## Exercise prompt
Reproduce every line of the items below between the lines holding "Pinpoint every instance of pepper" and "[340,100,559,295]", inclusive, changing nothing except the coordinates in the answers. Multiply each coordinate by 1.75 and round to a whole number, with halves rounded up.
=== Data to use ===
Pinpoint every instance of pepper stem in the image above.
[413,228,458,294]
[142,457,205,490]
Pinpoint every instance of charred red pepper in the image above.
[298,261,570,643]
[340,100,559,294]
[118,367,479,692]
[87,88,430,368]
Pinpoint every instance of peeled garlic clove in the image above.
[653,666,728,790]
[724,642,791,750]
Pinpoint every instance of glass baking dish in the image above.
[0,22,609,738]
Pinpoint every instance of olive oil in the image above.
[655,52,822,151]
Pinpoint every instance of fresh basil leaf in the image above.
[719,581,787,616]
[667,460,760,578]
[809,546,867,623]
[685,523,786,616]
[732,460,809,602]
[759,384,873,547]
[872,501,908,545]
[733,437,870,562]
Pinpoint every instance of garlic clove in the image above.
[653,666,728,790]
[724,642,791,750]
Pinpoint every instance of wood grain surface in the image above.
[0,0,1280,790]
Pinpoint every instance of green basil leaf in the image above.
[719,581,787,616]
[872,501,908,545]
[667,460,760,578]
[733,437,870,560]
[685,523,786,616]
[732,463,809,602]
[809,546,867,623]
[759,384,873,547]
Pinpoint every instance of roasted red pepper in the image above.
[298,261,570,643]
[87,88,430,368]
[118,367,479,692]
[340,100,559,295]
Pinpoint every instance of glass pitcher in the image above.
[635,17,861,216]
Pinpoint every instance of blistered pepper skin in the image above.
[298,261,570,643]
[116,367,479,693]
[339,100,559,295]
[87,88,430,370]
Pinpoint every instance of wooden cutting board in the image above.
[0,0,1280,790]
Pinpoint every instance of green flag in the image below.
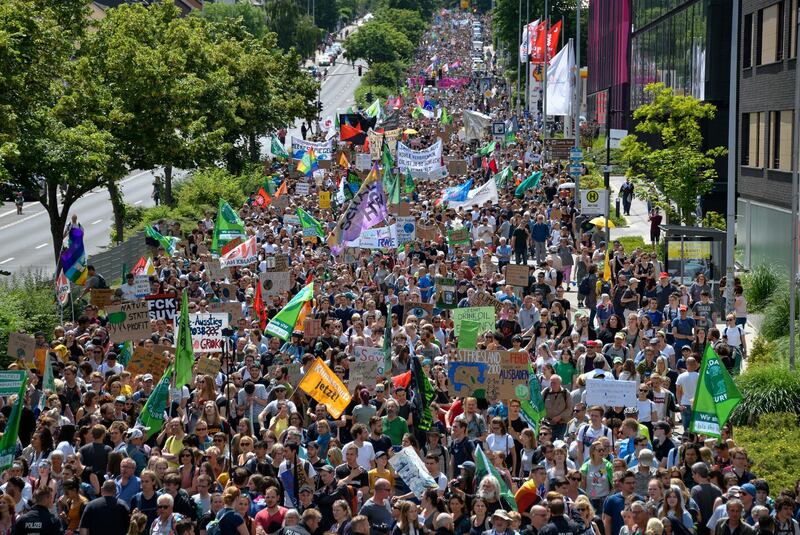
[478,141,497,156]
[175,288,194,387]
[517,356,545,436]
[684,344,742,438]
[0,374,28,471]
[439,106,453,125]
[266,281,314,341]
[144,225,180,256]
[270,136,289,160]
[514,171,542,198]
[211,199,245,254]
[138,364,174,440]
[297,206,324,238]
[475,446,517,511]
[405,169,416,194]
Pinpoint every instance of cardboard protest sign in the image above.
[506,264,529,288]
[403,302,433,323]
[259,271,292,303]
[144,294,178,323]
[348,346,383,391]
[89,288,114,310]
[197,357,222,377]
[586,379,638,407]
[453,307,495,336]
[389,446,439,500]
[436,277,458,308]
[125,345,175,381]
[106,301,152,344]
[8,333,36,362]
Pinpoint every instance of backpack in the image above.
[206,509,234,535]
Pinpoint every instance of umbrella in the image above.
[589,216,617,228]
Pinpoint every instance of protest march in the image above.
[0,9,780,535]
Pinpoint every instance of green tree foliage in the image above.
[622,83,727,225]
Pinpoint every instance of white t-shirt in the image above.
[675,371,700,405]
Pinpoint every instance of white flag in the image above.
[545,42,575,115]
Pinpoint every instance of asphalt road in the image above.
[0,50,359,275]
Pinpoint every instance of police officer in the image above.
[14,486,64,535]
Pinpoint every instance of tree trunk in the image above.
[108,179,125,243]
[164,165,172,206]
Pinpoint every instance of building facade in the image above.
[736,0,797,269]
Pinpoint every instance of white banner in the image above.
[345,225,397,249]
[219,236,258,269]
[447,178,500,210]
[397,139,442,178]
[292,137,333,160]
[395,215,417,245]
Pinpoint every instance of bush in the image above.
===
=== Data to use ===
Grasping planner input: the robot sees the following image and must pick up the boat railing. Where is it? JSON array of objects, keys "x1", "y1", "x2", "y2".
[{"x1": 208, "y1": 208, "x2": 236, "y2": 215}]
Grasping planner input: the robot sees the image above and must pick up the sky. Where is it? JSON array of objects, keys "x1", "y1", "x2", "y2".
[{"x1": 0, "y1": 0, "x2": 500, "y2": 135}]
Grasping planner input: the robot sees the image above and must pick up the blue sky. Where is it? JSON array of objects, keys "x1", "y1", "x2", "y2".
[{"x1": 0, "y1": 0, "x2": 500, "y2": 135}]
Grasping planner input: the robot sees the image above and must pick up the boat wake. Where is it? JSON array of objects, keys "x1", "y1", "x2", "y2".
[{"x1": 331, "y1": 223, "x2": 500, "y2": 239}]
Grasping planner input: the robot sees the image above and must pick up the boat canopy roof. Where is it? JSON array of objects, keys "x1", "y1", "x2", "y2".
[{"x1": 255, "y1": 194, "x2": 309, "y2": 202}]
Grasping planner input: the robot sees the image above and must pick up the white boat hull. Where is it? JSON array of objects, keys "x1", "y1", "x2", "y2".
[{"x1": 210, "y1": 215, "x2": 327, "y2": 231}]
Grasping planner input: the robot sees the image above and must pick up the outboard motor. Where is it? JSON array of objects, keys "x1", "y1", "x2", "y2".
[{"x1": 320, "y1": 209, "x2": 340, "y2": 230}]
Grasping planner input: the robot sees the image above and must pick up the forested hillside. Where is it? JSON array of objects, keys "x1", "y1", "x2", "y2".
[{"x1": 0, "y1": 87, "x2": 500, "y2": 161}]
===
=== Data to use ===
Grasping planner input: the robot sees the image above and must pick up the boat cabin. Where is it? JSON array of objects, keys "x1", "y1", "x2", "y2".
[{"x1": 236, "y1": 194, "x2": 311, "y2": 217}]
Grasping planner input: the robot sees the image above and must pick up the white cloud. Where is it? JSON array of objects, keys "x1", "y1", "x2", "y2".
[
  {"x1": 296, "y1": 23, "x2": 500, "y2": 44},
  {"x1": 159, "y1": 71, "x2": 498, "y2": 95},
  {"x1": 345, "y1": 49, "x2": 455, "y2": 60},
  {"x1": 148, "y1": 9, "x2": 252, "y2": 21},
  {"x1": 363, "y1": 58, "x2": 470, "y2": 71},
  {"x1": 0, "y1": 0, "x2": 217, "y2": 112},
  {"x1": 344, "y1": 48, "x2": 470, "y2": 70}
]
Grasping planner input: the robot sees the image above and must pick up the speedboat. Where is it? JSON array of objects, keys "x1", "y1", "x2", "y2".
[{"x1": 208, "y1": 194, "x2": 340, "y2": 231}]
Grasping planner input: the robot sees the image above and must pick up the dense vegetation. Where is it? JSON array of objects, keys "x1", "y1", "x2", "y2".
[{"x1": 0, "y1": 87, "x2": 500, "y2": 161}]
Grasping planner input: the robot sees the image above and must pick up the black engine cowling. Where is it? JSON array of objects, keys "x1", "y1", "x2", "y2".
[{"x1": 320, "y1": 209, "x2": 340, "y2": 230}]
===
## Response to this exercise
Pinpoint every instance of pepper stem in the image above.
[723,399,802,515]
[249,800,359,858]
Pinpoint every instance of charred red pepper in the image above.
[522,457,998,1125]
[595,175,978,515]
[207,642,838,1211]
[152,154,753,644]
Pinpoint every instance of peeled garlic clove in the image above.
[1143,1166,1274,1383]
[1267,1124,1384,1313]
Pinpoint every instance of glass baking dish in the image above.
[0,39,1066,1292]
Pinpoint every instance of olive oil in the image above.
[1146,91,1439,264]
Pinpoint every instance of fresh basil leaf in the image above.
[1258,1017,1377,1078]
[1167,805,1330,1012]
[1416,956,1517,1090]
[1199,915,1376,1078]
[1281,805,1416,1054]
[1328,672,1528,957]
[1526,877,1589,954]
[1283,765,1523,984]
Pinpoint every instance of garlic clove in the image above.
[1143,1166,1274,1383]
[1267,1124,1384,1313]
Pinpoint every instance of wood grain surface in the image above.
[0,0,2240,1383]
Pinpoint every instance of green basil leaf in the image above.
[1258,1017,1377,1078]
[1526,877,1589,954]
[1167,805,1330,1012]
[1283,765,1523,980]
[1199,915,1376,1078]
[1281,810,1416,1054]
[1416,956,1517,1090]
[1328,672,1528,957]
Pinpoint every instance of roasted red pepper in the image above.
[522,457,998,1125]
[152,154,753,644]
[207,642,838,1211]
[595,175,978,516]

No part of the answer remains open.